[Start of Attachment]

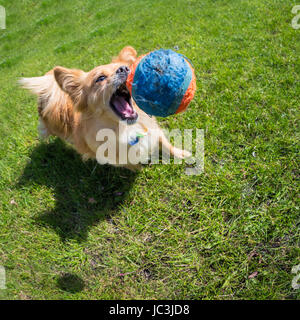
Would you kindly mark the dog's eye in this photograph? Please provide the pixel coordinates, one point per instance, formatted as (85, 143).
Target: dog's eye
(101, 78)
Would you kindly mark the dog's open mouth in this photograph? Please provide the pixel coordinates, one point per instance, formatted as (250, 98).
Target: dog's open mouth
(120, 102)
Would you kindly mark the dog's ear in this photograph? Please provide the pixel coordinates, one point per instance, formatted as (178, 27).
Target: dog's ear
(127, 55)
(71, 81)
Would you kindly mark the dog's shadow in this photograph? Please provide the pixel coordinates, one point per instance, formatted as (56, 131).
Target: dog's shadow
(84, 192)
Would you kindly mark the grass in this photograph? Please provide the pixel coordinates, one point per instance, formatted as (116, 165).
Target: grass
(74, 230)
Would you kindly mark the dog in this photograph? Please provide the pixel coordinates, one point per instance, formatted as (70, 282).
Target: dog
(74, 105)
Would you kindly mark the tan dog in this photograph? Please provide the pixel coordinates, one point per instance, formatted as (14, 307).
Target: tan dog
(75, 105)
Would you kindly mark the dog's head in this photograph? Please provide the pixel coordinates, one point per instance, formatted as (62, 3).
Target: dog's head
(103, 89)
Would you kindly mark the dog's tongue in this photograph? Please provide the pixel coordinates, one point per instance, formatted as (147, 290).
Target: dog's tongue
(123, 107)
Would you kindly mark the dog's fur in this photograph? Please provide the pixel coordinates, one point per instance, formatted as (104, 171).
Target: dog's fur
(74, 106)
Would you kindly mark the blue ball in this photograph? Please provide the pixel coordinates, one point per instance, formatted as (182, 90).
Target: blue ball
(160, 81)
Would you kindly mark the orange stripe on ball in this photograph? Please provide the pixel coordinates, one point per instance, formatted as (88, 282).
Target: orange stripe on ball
(189, 94)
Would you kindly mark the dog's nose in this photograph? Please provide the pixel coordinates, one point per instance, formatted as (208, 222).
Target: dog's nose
(123, 70)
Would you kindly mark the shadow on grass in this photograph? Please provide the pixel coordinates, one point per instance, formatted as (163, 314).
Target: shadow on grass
(85, 192)
(70, 283)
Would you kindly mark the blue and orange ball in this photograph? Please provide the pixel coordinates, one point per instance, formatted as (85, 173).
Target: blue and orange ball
(162, 83)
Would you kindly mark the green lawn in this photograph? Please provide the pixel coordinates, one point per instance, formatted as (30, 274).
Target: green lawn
(75, 230)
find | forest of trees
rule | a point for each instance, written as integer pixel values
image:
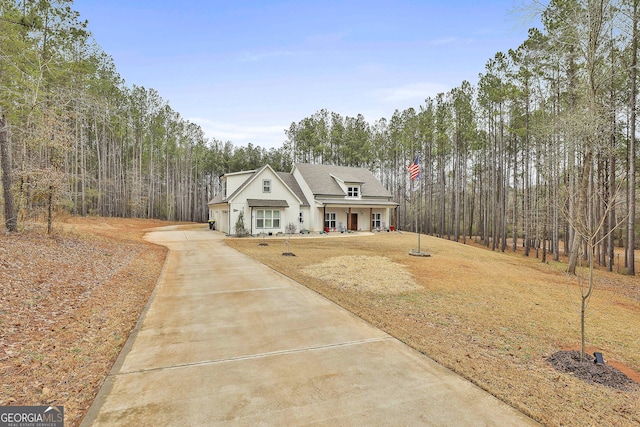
(540, 153)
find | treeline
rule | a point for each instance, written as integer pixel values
(74, 136)
(541, 153)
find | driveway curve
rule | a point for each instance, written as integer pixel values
(225, 340)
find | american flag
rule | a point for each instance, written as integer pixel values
(414, 169)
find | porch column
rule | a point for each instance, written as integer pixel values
(370, 219)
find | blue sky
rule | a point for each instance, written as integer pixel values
(245, 70)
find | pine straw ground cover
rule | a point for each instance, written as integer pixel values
(67, 305)
(494, 318)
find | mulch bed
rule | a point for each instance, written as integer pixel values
(568, 361)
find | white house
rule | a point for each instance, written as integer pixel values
(312, 197)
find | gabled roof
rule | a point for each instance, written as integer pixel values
(322, 180)
(291, 182)
(287, 180)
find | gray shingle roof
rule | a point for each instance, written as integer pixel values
(267, 203)
(291, 182)
(320, 180)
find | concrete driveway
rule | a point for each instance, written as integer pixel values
(228, 341)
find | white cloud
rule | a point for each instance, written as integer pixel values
(415, 92)
(267, 136)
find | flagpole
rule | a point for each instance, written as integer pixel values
(418, 216)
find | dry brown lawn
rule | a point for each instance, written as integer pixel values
(492, 317)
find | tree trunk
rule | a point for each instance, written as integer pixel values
(631, 223)
(10, 217)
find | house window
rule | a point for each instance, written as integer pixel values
(330, 220)
(376, 220)
(267, 218)
(353, 191)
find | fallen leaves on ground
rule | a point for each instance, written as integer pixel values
(67, 305)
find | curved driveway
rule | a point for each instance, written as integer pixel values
(228, 341)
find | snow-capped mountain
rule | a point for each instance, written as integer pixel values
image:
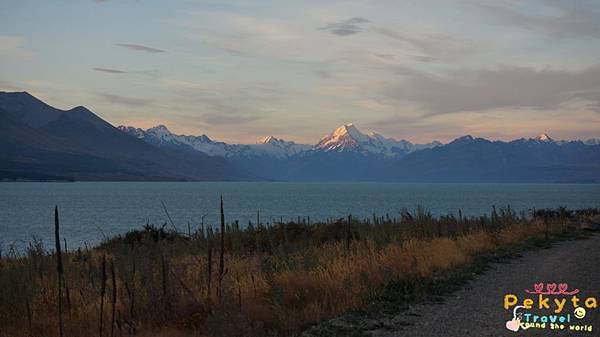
(348, 138)
(266, 146)
(544, 138)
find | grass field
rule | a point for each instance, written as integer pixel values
(258, 280)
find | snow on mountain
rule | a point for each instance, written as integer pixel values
(345, 138)
(266, 146)
(348, 138)
(271, 146)
(544, 138)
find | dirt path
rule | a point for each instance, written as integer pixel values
(477, 309)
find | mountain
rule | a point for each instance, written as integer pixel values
(348, 138)
(469, 159)
(39, 140)
(345, 154)
(266, 146)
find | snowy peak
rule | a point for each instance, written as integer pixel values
(267, 139)
(345, 137)
(348, 138)
(266, 146)
(543, 138)
(159, 130)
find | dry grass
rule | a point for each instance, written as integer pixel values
(276, 281)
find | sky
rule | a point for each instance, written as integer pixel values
(237, 70)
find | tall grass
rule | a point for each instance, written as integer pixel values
(271, 280)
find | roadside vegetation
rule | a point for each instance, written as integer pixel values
(259, 280)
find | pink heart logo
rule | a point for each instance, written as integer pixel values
(513, 325)
(563, 287)
(539, 287)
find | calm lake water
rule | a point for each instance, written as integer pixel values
(91, 210)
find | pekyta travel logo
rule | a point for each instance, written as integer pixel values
(550, 306)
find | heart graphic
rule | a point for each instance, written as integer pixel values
(539, 287)
(513, 325)
(563, 287)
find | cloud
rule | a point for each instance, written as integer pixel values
(575, 19)
(219, 118)
(502, 87)
(346, 27)
(13, 46)
(122, 100)
(110, 71)
(138, 47)
(429, 47)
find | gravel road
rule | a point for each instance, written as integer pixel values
(477, 309)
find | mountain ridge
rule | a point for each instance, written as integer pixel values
(37, 140)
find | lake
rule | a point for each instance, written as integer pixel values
(91, 210)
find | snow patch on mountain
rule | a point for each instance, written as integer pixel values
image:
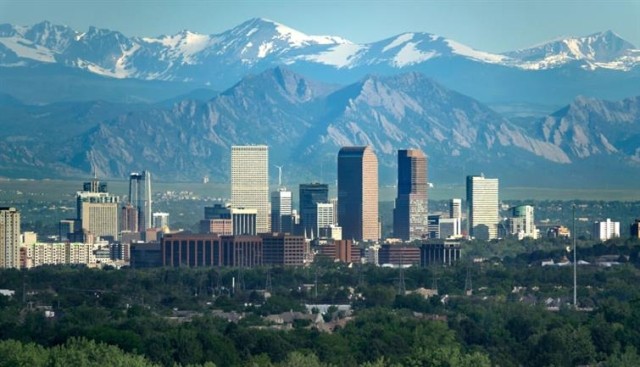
(341, 56)
(401, 39)
(409, 55)
(464, 50)
(28, 50)
(599, 50)
(298, 39)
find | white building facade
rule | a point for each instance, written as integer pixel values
(250, 182)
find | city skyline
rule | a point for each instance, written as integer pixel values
(494, 26)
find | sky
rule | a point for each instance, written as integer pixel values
(494, 26)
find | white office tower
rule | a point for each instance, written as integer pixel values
(482, 203)
(280, 206)
(521, 223)
(160, 220)
(250, 182)
(324, 216)
(455, 208)
(98, 210)
(606, 230)
(9, 238)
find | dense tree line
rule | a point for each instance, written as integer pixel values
(124, 317)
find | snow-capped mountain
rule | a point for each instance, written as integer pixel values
(599, 50)
(261, 42)
(601, 65)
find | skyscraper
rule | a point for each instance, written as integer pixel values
(250, 182)
(140, 199)
(455, 209)
(280, 206)
(97, 209)
(521, 223)
(311, 195)
(410, 213)
(358, 193)
(9, 238)
(482, 202)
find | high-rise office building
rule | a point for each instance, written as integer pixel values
(482, 202)
(250, 182)
(606, 230)
(358, 193)
(324, 217)
(455, 208)
(410, 212)
(310, 195)
(521, 223)
(280, 206)
(244, 221)
(140, 199)
(160, 220)
(98, 210)
(9, 238)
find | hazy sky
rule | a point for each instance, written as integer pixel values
(496, 26)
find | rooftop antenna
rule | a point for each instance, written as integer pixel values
(575, 264)
(92, 162)
(279, 175)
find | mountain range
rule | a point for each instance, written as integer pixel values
(601, 65)
(73, 103)
(305, 122)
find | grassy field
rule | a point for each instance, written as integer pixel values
(54, 190)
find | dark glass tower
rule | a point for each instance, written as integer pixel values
(410, 220)
(310, 195)
(358, 193)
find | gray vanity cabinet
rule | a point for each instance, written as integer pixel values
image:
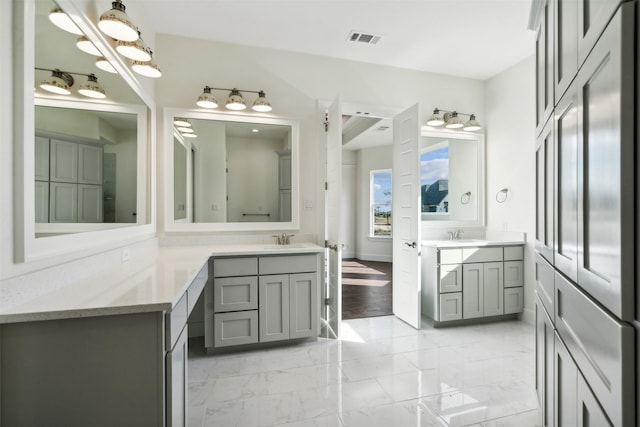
(262, 298)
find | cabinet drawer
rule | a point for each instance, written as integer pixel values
(513, 253)
(513, 274)
(235, 328)
(450, 278)
(196, 287)
(235, 293)
(241, 266)
(288, 264)
(470, 255)
(175, 320)
(449, 256)
(602, 347)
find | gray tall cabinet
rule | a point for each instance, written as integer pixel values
(586, 306)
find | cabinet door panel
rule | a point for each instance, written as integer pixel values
(565, 255)
(177, 383)
(450, 307)
(544, 66)
(63, 202)
(593, 16)
(493, 289)
(566, 44)
(273, 297)
(513, 274)
(89, 164)
(303, 305)
(472, 291)
(544, 364)
(513, 300)
(544, 192)
(606, 214)
(590, 413)
(41, 158)
(90, 203)
(566, 386)
(450, 278)
(64, 161)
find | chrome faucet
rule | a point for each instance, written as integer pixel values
(283, 239)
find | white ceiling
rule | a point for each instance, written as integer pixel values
(467, 38)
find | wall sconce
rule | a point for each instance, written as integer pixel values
(116, 24)
(235, 101)
(60, 82)
(451, 120)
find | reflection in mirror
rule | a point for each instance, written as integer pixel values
(85, 162)
(450, 178)
(87, 152)
(237, 172)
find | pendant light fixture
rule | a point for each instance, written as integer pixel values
(451, 120)
(58, 83)
(91, 88)
(85, 45)
(207, 100)
(105, 65)
(60, 19)
(235, 101)
(61, 81)
(147, 69)
(116, 24)
(136, 50)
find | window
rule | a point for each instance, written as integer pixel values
(380, 197)
(434, 179)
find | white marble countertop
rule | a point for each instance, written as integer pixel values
(470, 243)
(155, 286)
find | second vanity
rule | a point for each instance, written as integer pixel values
(468, 280)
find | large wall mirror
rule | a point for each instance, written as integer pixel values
(452, 179)
(79, 155)
(229, 172)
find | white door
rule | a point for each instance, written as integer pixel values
(333, 195)
(406, 216)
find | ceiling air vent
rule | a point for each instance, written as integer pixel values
(358, 36)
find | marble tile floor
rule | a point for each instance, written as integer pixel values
(381, 372)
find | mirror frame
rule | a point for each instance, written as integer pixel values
(468, 136)
(27, 247)
(170, 225)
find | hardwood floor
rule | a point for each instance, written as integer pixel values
(366, 288)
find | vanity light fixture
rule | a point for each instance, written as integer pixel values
(116, 24)
(451, 120)
(180, 122)
(60, 19)
(136, 50)
(105, 65)
(61, 81)
(85, 45)
(235, 101)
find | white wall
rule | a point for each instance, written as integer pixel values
(510, 124)
(371, 248)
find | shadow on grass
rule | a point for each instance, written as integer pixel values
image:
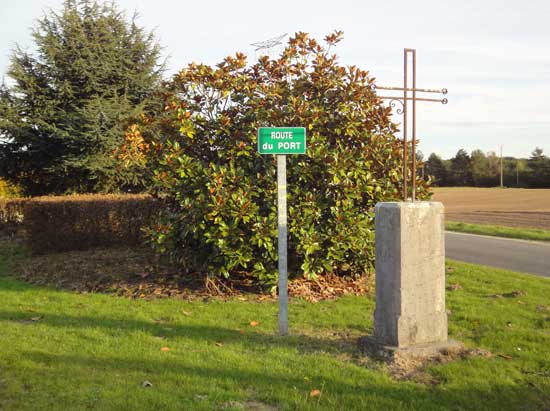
(385, 394)
(365, 386)
(335, 343)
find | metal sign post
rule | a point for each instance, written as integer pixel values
(282, 141)
(282, 244)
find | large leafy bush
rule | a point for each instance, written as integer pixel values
(219, 194)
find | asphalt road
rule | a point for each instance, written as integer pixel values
(531, 257)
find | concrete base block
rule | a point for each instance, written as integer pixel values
(372, 347)
(410, 274)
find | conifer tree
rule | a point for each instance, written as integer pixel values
(66, 107)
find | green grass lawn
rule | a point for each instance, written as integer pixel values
(499, 231)
(65, 351)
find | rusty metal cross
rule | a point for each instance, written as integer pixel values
(403, 101)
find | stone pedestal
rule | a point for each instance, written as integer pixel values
(410, 277)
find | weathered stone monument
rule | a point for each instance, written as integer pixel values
(410, 315)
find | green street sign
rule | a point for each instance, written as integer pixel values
(282, 140)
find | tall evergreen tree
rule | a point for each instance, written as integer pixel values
(435, 167)
(539, 164)
(461, 169)
(64, 111)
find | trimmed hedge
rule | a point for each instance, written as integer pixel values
(11, 212)
(84, 221)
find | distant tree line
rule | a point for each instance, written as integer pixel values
(484, 170)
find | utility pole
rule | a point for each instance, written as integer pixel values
(501, 169)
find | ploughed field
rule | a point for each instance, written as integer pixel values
(512, 207)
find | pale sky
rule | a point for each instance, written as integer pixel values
(492, 55)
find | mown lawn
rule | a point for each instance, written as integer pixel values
(499, 231)
(65, 351)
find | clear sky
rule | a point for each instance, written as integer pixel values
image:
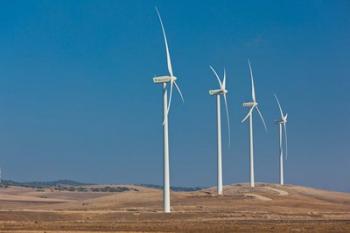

[End of Attachment]

• _Description of the task_: Your reply is one number: how many lines of the records above contain the word "fixture".

• _Result for this exercise_: 2